> Written instruction
Write out the records below again, everything from the line containing "UI element grounding: the chevrolet" down to the line containing "[327,46,626,201]", keeping every line and adding 69 to each number in the bounding-box coordinates.
· · · · · · ·
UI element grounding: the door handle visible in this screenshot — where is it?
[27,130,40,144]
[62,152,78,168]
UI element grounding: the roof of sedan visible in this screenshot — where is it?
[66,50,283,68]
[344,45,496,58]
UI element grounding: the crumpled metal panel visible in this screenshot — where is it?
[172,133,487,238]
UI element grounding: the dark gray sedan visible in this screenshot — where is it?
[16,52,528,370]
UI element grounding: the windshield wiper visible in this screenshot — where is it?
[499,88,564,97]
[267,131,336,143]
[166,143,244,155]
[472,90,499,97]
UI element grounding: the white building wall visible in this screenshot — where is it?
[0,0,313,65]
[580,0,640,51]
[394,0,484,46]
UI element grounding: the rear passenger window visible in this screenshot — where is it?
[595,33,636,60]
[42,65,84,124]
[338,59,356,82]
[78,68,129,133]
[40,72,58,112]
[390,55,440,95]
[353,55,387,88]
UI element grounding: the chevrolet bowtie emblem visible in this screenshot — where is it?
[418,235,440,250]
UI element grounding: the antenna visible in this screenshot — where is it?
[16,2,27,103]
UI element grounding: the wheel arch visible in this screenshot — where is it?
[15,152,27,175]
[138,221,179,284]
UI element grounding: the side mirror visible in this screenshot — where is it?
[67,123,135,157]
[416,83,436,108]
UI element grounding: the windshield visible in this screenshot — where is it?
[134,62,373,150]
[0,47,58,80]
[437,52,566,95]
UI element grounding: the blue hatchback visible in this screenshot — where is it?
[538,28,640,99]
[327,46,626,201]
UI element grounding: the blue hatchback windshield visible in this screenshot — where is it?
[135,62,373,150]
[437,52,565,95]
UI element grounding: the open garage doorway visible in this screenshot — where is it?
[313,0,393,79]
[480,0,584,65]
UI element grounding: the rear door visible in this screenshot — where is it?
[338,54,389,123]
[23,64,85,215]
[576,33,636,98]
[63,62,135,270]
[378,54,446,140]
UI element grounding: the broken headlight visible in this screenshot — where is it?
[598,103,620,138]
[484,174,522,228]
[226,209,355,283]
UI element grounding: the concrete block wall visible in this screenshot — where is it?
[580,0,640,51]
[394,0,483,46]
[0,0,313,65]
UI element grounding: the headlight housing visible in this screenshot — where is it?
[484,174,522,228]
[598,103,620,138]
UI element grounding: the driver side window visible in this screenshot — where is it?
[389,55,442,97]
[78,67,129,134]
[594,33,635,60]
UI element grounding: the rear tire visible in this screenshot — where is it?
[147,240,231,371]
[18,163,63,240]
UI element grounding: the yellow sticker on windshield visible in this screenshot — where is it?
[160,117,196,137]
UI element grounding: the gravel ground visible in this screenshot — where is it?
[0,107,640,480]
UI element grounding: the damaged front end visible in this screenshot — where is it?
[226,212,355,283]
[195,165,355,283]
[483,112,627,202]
· · · · · · ·
> Task answer
UI element grounding: the chevrolet bowtie emblem visible in this screenshot — where is it?
[487,304,509,319]
UI element grounding: the antenna visible in this screenshot — where is it?
[85,71,96,172]
UI element grounding: the wheel arch visible in this screenshot — where is it?
[84,221,96,244]
[207,290,248,353]
UI element grounding: the side mirror visible in this screenshot — where is it?
[136,192,204,226]
[485,152,505,177]
UI element grounding: the windshield visible in this screenshot — where is it?
[203,131,442,219]
[69,116,127,149]
[506,121,635,164]
UI element grounding: the blue hatchback visible in this screenshot — where is it?
[607,97,709,168]
[396,115,695,270]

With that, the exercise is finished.